— RECORDS FOR THE EXERCISE —
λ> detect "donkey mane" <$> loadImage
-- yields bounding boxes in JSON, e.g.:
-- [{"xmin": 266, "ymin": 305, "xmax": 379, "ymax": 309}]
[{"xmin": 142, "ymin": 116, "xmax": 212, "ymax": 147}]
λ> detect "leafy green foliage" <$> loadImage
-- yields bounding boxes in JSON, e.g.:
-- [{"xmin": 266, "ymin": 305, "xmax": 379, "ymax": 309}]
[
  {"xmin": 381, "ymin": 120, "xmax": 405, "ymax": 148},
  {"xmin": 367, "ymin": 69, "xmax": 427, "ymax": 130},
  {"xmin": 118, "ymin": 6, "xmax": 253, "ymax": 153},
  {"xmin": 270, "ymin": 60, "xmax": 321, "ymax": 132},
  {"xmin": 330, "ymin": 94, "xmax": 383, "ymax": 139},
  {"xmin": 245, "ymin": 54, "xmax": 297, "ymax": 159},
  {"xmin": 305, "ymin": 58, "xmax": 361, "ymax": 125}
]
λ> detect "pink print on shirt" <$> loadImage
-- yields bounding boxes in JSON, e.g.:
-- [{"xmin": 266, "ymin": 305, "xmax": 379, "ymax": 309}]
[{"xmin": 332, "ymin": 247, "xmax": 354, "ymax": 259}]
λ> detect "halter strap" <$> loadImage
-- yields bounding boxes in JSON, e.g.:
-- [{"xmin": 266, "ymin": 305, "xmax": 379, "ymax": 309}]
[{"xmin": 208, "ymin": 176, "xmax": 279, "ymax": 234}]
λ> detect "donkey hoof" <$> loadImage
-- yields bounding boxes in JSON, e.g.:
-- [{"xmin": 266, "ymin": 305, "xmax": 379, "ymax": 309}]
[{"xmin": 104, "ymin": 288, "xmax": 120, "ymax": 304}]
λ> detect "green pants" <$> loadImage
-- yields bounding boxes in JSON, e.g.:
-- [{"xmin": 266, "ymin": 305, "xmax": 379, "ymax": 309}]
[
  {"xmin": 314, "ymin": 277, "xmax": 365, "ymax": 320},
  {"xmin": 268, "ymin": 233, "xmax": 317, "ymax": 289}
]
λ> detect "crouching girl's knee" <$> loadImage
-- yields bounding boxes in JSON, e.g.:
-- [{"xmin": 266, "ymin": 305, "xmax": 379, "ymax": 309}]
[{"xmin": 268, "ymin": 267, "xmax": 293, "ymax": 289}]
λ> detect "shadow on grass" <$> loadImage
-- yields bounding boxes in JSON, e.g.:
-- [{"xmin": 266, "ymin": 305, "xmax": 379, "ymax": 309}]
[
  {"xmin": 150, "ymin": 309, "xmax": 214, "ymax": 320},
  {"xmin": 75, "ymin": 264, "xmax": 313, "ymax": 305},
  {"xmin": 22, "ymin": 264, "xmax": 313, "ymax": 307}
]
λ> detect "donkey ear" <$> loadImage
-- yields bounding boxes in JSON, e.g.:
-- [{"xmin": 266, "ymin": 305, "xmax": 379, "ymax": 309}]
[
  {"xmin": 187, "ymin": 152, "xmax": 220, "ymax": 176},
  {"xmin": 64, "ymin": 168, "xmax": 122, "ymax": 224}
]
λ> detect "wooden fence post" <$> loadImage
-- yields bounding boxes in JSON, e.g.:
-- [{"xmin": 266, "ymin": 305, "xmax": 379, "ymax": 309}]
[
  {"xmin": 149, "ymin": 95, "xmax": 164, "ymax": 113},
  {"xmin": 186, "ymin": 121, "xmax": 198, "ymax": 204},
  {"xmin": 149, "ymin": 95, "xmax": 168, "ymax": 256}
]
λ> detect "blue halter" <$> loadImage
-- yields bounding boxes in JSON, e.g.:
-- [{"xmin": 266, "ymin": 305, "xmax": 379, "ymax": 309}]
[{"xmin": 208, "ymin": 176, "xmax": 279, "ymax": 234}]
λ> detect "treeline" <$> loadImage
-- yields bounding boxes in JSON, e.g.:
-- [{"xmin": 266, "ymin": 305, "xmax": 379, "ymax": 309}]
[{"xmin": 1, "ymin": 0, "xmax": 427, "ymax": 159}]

— WHAT THE TASK REQUIRES —
For the records above, restate every line word for word.

— TASK RESPONSE —
λ> detect "donkey mane" <$> loadImage
-- yields bounding boxes in JSON, e.g.:
-- [{"xmin": 266, "ymin": 305, "xmax": 379, "ymax": 309}]
[{"xmin": 142, "ymin": 116, "xmax": 212, "ymax": 147}]
λ> detect "leafy green foliage" <$> loadImage
-- yields bounding boxes in JSON, e.g.:
-- [{"xmin": 266, "ymin": 305, "xmax": 379, "ymax": 309}]
[
  {"xmin": 381, "ymin": 120, "xmax": 405, "ymax": 148},
  {"xmin": 367, "ymin": 69, "xmax": 427, "ymax": 130},
  {"xmin": 118, "ymin": 6, "xmax": 253, "ymax": 153},
  {"xmin": 270, "ymin": 60, "xmax": 321, "ymax": 132},
  {"xmin": 330, "ymin": 94, "xmax": 383, "ymax": 139},
  {"xmin": 245, "ymin": 54, "xmax": 297, "ymax": 159},
  {"xmin": 305, "ymin": 58, "xmax": 361, "ymax": 125}
]
λ> detect "pink print on shirt" <$> loadImage
-- yields bounding boxes in JSON, e.g.:
-- [{"xmin": 266, "ymin": 305, "xmax": 379, "ymax": 309}]
[{"xmin": 332, "ymin": 247, "xmax": 354, "ymax": 259}]
λ> detect "halter strap" <$> loadImage
-- yields bounding boxes in JSON, e.g.:
-- [{"xmin": 266, "ymin": 305, "xmax": 379, "ymax": 309}]
[{"xmin": 208, "ymin": 176, "xmax": 279, "ymax": 234}]
λ> detect "donkey hoof" <$> loadImage
-- yields bounding boxes in JSON, e.g.:
-- [{"xmin": 266, "ymin": 305, "xmax": 379, "ymax": 309}]
[{"xmin": 104, "ymin": 288, "xmax": 120, "ymax": 304}]
λ> detect "green pants" <$> loadImage
-- yields bounding boxes in JSON, e.g.:
-- [{"xmin": 266, "ymin": 305, "xmax": 379, "ymax": 309}]
[
  {"xmin": 314, "ymin": 277, "xmax": 365, "ymax": 320},
  {"xmin": 268, "ymin": 233, "xmax": 317, "ymax": 289}
]
λ> detect "crouching girl's knee" <$> loadImage
-- yields bounding boxes in JSON, e.g.:
-- [{"xmin": 266, "ymin": 305, "xmax": 379, "ymax": 309}]
[{"xmin": 268, "ymin": 267, "xmax": 293, "ymax": 289}]
λ> detect "shadow on grass" <$> loadImage
-- yields bounding boxes in JSON, e.g.:
-- [{"xmin": 266, "ymin": 305, "xmax": 379, "ymax": 309}]
[
  {"xmin": 150, "ymin": 309, "xmax": 214, "ymax": 320},
  {"xmin": 75, "ymin": 264, "xmax": 313, "ymax": 305},
  {"xmin": 22, "ymin": 264, "xmax": 313, "ymax": 307}
]
λ> detect "donkey ear" <$> loadImage
-- yields bounding boxes in JSON, e.g.:
-- [{"xmin": 266, "ymin": 305, "xmax": 379, "ymax": 309}]
[
  {"xmin": 187, "ymin": 152, "xmax": 220, "ymax": 176},
  {"xmin": 64, "ymin": 168, "xmax": 122, "ymax": 224}
]
λ> detect "wooden fence post" <$> loadImage
-- yields bounding boxes in JSON, e.g.:
-- [{"xmin": 266, "ymin": 305, "xmax": 379, "ymax": 309}]
[
  {"xmin": 149, "ymin": 95, "xmax": 164, "ymax": 113},
  {"xmin": 186, "ymin": 121, "xmax": 198, "ymax": 204},
  {"xmin": 149, "ymin": 95, "xmax": 168, "ymax": 256}
]
λ> detect "blue halter" <$> loadImage
-- yields bounding boxes in JSON, e.g.:
-- [{"xmin": 266, "ymin": 305, "xmax": 379, "ymax": 309}]
[{"xmin": 208, "ymin": 176, "xmax": 279, "ymax": 234}]
λ> detect "treeline" <$> loadImage
-- yields bounding boxes in JSON, e.g.:
-- [{"xmin": 266, "ymin": 305, "xmax": 379, "ymax": 309}]
[{"xmin": 1, "ymin": 0, "xmax": 427, "ymax": 159}]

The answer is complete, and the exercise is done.